▶ _Data provided_:
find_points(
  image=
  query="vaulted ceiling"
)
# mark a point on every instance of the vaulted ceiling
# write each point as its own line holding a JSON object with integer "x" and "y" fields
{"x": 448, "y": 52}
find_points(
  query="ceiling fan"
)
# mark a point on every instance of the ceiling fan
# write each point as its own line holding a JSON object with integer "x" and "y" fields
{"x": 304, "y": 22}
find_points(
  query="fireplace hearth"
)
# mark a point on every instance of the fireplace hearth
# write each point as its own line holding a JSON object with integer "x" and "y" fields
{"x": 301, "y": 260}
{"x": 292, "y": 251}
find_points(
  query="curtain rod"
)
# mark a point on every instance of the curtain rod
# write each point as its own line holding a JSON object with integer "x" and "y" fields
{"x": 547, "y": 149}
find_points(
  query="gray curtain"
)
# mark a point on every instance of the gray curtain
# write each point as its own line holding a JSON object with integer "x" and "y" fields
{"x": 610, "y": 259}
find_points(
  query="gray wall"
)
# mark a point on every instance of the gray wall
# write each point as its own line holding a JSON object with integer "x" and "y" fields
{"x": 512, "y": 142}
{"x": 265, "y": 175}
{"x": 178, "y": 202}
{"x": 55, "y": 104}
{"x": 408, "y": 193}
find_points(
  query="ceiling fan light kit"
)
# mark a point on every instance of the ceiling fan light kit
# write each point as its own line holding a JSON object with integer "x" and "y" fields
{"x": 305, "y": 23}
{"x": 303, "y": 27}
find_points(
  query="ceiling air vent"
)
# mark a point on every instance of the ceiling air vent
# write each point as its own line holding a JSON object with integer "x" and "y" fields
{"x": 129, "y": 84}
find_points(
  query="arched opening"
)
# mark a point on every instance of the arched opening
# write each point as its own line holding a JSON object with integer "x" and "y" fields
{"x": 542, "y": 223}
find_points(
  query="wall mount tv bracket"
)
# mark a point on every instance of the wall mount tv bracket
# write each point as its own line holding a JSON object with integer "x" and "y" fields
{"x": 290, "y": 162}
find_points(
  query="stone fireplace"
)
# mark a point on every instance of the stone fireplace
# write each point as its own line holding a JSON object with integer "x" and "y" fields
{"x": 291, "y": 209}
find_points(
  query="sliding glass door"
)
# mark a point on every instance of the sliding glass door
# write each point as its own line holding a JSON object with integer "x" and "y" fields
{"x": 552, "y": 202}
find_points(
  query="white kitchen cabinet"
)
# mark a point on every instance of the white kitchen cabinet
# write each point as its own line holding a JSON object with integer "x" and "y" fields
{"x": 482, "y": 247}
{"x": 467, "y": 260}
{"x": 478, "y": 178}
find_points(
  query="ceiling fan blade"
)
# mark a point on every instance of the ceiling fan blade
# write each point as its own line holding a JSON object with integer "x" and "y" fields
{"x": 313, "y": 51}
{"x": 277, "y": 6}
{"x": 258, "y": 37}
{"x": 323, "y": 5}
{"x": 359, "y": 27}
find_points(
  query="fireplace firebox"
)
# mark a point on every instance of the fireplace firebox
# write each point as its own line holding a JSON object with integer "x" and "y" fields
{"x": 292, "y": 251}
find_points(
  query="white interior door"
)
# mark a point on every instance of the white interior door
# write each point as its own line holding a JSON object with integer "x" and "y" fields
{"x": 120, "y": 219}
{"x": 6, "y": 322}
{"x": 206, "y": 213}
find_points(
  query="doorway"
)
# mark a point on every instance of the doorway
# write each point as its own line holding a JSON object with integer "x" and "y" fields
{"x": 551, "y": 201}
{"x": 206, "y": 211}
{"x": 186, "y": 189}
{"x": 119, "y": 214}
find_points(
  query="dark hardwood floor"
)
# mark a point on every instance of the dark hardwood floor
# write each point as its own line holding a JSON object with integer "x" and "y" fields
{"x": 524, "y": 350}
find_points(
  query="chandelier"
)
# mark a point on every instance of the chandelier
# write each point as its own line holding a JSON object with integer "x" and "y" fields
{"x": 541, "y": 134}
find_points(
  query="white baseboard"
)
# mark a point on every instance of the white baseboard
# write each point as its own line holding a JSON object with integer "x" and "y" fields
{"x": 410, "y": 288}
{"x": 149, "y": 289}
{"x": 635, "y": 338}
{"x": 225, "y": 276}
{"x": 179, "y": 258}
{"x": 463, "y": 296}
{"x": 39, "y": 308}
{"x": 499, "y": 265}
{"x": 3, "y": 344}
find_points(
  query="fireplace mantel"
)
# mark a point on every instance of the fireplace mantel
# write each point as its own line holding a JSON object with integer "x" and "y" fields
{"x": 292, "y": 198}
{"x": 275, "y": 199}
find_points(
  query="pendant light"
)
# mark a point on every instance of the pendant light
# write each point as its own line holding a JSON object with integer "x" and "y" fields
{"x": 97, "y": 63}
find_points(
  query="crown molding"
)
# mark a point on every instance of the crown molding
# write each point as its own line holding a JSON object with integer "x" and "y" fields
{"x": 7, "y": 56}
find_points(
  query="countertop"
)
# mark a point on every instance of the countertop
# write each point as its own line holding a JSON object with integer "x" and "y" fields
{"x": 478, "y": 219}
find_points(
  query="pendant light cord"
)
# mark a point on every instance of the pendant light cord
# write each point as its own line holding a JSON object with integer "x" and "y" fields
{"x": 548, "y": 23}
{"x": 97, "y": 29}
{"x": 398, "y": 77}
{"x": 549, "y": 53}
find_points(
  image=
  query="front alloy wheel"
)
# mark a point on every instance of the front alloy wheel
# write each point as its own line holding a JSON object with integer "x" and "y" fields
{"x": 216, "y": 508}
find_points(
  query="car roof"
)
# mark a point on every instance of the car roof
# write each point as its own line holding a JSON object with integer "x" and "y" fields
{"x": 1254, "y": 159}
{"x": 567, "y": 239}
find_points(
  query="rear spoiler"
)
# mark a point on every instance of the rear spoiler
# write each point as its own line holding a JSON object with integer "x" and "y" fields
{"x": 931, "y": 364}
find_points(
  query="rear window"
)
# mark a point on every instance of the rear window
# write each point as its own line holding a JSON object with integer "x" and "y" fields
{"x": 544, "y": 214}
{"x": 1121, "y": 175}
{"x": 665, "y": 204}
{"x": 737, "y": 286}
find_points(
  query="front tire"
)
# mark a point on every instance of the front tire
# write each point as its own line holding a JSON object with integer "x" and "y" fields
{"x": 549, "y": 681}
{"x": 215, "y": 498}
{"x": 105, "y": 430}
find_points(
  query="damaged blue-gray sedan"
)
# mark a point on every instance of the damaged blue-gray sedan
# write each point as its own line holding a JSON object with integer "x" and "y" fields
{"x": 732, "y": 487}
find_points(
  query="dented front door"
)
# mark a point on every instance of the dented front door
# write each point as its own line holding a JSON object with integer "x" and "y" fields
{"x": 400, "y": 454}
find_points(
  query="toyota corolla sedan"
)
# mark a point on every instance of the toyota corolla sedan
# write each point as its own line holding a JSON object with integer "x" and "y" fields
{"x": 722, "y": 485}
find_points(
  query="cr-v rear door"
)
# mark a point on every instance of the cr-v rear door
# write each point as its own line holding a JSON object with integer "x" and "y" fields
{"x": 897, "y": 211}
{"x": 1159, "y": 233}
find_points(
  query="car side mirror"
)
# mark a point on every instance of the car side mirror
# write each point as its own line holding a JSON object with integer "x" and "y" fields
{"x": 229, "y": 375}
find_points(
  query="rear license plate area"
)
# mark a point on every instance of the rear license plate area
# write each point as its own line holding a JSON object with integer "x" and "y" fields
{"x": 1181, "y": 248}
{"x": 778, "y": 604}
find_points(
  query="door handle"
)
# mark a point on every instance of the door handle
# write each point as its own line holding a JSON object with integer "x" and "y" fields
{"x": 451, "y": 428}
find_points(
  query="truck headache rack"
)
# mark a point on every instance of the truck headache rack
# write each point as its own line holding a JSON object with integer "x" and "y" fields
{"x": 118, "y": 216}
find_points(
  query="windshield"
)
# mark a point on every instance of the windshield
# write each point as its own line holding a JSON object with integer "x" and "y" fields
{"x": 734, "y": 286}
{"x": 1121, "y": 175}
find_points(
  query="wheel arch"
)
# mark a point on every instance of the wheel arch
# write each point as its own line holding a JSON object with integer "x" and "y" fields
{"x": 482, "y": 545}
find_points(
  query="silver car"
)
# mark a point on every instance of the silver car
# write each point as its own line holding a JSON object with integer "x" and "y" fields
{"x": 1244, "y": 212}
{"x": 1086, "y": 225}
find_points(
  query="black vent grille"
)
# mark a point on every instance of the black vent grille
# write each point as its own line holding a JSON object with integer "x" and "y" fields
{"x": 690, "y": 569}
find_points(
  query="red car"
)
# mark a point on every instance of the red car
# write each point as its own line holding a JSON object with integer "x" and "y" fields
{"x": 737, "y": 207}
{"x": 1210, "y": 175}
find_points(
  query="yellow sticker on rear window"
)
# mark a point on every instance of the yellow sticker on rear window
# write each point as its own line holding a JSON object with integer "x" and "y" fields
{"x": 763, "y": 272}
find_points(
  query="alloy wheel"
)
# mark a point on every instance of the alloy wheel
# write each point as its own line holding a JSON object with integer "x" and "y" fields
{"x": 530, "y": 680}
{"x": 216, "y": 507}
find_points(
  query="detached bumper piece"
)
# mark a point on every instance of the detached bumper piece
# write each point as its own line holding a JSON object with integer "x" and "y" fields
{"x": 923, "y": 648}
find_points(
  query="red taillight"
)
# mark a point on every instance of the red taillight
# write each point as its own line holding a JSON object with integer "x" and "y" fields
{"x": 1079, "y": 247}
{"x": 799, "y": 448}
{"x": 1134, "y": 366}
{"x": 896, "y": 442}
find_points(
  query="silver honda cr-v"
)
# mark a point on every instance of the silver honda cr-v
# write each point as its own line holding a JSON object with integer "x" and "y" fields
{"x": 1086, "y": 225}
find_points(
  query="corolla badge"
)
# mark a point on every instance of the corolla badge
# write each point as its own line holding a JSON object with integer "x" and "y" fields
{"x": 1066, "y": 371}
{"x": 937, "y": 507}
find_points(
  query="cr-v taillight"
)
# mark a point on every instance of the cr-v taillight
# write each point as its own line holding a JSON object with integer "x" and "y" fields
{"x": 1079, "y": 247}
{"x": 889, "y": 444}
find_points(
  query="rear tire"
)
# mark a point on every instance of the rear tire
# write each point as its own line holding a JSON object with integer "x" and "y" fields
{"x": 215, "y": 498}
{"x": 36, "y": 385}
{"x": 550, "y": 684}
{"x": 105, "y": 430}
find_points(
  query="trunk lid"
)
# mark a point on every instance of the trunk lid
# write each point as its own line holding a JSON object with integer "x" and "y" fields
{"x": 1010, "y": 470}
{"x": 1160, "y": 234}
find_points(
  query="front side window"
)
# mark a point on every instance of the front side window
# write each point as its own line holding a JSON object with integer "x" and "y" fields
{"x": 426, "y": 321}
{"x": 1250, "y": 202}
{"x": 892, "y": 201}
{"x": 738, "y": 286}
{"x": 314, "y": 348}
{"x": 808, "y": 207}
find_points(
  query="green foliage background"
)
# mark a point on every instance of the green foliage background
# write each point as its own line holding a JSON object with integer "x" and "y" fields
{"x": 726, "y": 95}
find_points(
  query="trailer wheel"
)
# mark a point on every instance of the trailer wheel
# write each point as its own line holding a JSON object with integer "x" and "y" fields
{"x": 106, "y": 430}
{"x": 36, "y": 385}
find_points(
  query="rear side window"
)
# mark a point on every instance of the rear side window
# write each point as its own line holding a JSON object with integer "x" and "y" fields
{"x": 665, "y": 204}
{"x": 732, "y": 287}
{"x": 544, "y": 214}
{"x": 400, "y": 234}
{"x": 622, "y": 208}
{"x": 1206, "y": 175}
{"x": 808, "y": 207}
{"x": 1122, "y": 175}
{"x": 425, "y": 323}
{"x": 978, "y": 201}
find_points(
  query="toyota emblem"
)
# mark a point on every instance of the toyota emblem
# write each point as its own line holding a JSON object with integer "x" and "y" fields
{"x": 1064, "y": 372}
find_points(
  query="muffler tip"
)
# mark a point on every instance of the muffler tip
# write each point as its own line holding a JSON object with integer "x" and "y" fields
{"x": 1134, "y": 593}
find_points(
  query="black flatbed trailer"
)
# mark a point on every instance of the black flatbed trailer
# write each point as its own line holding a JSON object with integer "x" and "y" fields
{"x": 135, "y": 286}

▶ _Given instruction_:
Locate every line in the items above that contains the string "badge", and copy each such line in full.

▶ _Task result_:
  query="corolla badge"
# mark a point on every instance of the corolla badge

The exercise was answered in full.